• Set task
Rename "one point per instance" to "one point for each instance" in every one of the rows below, leaving all other text unchanged. Omit the pictures from your answer.

• Material to process
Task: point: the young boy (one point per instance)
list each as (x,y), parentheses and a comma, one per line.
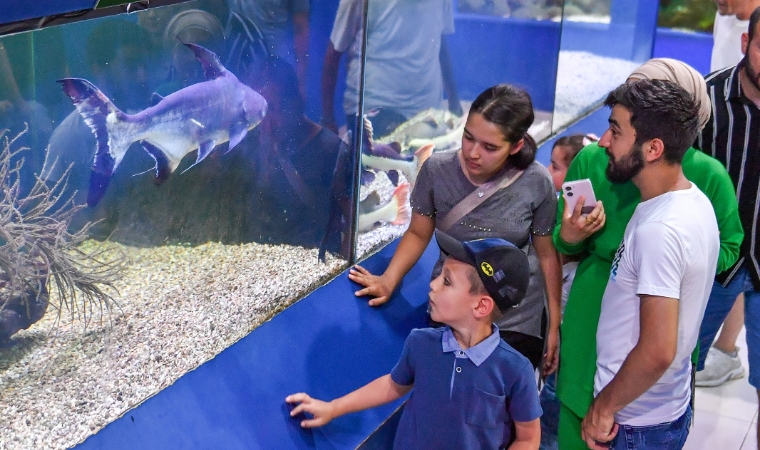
(470,387)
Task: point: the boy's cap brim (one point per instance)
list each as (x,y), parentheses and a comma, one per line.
(503,267)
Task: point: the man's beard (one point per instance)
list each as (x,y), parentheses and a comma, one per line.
(626,167)
(750,71)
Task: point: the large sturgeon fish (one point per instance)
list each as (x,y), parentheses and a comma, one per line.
(200,116)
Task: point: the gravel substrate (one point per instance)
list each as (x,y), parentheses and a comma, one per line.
(584,80)
(179,307)
(373,240)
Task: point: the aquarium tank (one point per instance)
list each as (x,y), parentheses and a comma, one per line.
(175,173)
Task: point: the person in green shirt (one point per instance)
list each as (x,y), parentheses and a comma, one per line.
(597,237)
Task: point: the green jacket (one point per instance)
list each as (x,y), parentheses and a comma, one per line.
(575,386)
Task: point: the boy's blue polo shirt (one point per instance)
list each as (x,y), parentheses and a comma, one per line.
(464,399)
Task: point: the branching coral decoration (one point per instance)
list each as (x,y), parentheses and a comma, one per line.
(38,251)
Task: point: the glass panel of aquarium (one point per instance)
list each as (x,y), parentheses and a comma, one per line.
(426,61)
(165,191)
(602,42)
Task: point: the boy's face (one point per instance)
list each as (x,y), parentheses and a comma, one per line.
(450,298)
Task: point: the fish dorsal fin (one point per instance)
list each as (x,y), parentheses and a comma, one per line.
(212,67)
(368,138)
(155,98)
(238,130)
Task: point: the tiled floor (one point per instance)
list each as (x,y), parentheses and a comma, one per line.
(726,416)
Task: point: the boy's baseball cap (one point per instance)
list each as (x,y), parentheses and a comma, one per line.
(502,266)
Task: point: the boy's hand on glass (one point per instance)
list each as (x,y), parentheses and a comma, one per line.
(374,286)
(322,412)
(577,227)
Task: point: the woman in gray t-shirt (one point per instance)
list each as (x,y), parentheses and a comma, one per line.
(495,140)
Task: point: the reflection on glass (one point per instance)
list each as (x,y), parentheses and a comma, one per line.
(425,63)
(180,176)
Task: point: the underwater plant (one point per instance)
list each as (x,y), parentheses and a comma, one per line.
(38,251)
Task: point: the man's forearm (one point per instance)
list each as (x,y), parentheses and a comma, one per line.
(649,359)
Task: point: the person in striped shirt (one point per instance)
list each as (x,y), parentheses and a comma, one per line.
(733,137)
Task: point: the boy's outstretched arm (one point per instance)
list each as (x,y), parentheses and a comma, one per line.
(527,435)
(378,392)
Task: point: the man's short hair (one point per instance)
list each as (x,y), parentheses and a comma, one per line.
(754,18)
(660,109)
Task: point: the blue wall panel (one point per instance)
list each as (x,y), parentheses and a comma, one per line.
(327,344)
(490,50)
(690,47)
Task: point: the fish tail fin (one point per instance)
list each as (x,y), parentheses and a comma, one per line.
(401,198)
(96,110)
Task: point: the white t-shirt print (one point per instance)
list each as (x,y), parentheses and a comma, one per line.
(670,249)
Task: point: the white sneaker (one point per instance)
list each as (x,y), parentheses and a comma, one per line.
(719,368)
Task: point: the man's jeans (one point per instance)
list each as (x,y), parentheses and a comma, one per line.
(664,436)
(718,306)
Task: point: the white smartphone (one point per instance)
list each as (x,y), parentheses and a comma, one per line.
(572,190)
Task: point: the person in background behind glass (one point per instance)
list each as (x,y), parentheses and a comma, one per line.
(295,165)
(284,25)
(731,21)
(723,363)
(407,62)
(732,137)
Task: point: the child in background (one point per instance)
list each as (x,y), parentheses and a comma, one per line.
(563,152)
(491,389)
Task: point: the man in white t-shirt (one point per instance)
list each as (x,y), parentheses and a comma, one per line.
(407,64)
(661,275)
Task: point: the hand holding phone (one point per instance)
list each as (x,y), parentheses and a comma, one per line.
(573,190)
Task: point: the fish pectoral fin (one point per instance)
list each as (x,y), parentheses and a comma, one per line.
(163,165)
(155,98)
(203,150)
(238,131)
(212,67)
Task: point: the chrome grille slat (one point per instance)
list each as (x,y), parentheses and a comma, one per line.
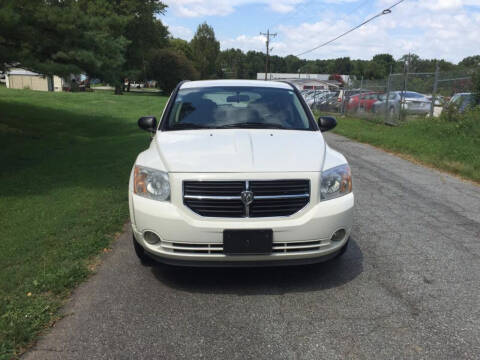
(217,248)
(224,198)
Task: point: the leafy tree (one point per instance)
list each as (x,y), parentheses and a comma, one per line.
(63,37)
(143,31)
(232,64)
(476,86)
(169,67)
(470,61)
(182,46)
(102,38)
(205,49)
(385,62)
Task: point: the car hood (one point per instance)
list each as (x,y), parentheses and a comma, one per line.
(241,150)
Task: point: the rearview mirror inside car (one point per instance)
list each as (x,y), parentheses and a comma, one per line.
(326,123)
(148,123)
(238,98)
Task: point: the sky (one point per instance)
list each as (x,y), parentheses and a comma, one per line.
(442,29)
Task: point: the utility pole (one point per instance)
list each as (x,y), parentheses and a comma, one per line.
(268,35)
(434,93)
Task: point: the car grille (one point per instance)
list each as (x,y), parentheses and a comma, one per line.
(217,248)
(268,197)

• The result
Task: point: the young boy (one point for each instance)
list each as (x,y), parentheses and a comma, one per line.
(470,387)
Task: point: the boy's cap brim (one point for each instance)
list each as (x,y), parentheses and a comma, one per line.
(503,267)
Task: point: the man's beard (one point for each instance)
list each as (x,y), parentheses and a comma, one per line.
(626,167)
(750,71)
Task: point: the large sturgeon fish (one point for each instance)
list each as (x,y), parentheses and a comma, one per line.
(200,116)
Task: point: the gravel substrate (one point for each instance)
list each as (x,y), parentheses and a comma, one per line.
(584,80)
(179,307)
(373,240)
Task: point: the aquarium tank (one point for each instance)
list each as (x,y), parentheses and a comma, one per line.
(175,173)
Task: point: the person in green shirt (one point for each instance)
list each as (x,y), parentheses and a comma, one per line.
(597,237)
Task: point: the green jacket (one point for each instance)
list each as (x,y), parentheses and a comma, one per line.
(575,386)
Task: point: the boy's blue polo shirt (one point for each instance)
list each as (x,y), parentheses and a comma, one per line.
(464,399)
Task: point: the branching coral decoration (one point for each instance)
list each as (x,y), parentheses and a comma, one per line.
(38,251)
Task: point: the glass panel of aquarium (one point for each instance)
list each as (x,y), parentheses and a comma, one per line.
(426,61)
(165,191)
(602,42)
Task: point: the boy's face (one point for each instance)
list each as (x,y), parentheses and a comma, one per line.
(450,298)
Task: point: the fish dorsal fin (one point for each instance)
list each as (x,y), parentheses and a comma, one per line.
(212,67)
(368,138)
(155,98)
(238,130)
Task: point: the tiled floor (one point for each instance)
list each as (x,y), parentheses and a comma, one per line.
(726,416)
Task: point: the boy's baseball cap (one point for each instance)
list each as (x,y), parentheses and a comma, one per line.
(502,266)
Task: point: the boy's hand on glass (one point for each instance)
list each as (x,y), parentheses and a comma, one per line.
(374,286)
(322,412)
(577,227)
Task: point: the woman in gray t-shirt (one point for each instance)
list each as (x,y), parentheses and a comma, one per line.
(495,140)
Task: point: the reflection on glass (one point for each instance)
list each as (x,y), parentheses and a comma, one per line.
(425,63)
(180,176)
Task: point: the underwater plant (one point for each instance)
list each as (x,y), parentheses and a comma, one per line.
(38,251)
Task: point: the man's forearm (one point for each instance)
list each as (x,y), parentheses and a comma, one per line.
(649,359)
Task: point: the person in striped shirt (one point for each instance)
list each as (x,y), parentheses and a comma, one per line.
(733,137)
Task: point: the boy's outstretched arm (one point for each instance)
list each as (x,y), parentheses and a comma, one per line.
(527,435)
(378,392)
Task: point: the man's short hair (one point for each instance)
list each as (x,y), parentheses and a comma, one per line.
(754,18)
(660,109)
Task: point: the blue wall panel (one point for each instance)
list each as (x,y), parentheses and a comma, one per line.
(327,344)
(490,50)
(690,47)
Task: point: the fish tail fin (one point for each instance)
list each as (x,y), parentheses and a comma, one per line.
(401,198)
(96,110)
Task: point: the white t-shirt print (one point for each instance)
list each as (x,y), parentheses and a comma, one per line.
(670,249)
Task: point: the white sneaker (one point for each instance)
list each as (x,y), parentheses and a comma, one per line.
(719,368)
Task: point: the man's jeans (one point for each instance)
list each as (x,y), parentheses and a comma, one per line.
(664,436)
(718,306)
Task: point: the white smartphone (one point for each instance)
list each as (x,y), parentheses and a comma, one per line.
(572,190)
Task: point: the person in background behind glass (one point for each instance)
list each as (x,y), parentheses and a comma, one per line.
(295,165)
(284,25)
(731,21)
(723,363)
(407,62)
(732,137)
Task: point: the child in background (one point for each instance)
list each as (x,y), parentheses and a comma, one per line.
(563,152)
(491,389)
Task: point: the man in white t-shirt (one point for each instance)
list each as (x,y), parentheses and a comma, one per line.
(407,64)
(661,275)
Task: point: the hand holding phone (one point for each instance)
list each as (x,y), parentheses and a comma, one per line.
(573,190)
Task: point: the fish pectoral fin (one point for each instance)
list each as (x,y), parentheses and a comma, one per line.
(163,165)
(155,98)
(203,150)
(238,131)
(212,67)
Task: point: the chrome grille slat (one point for each instance)
list each as (x,y), parentheses and a comma, one per line.
(217,248)
(224,198)
Task: point: the leafy tree (one point for each instance)
list each as (x,y), parentheses and a comma, one per line.
(63,37)
(143,31)
(232,64)
(476,86)
(169,67)
(470,61)
(182,46)
(102,38)
(205,49)
(385,62)
Task: point: the car hood (one point for each instance)
list each as (x,y), parentheses and a comma, one per line.
(241,150)
Task: point: the rearview mirror inside car (one point for each instance)
list each as (x,y), parentheses and a comma, one per line.
(326,123)
(148,123)
(238,98)
Task: point: the sky (one point for each instance)
list each as (x,y), parentheses and a comma, one per line.
(442,29)
Task: point: the utility pole (one point for each instance)
list each as (x,y), parentheses and a comma, one per line.
(268,35)
(434,93)
Task: point: the car grille (one point for each instance)
list each as (x,y), parentheses and a comma, one per line.
(217,248)
(268,197)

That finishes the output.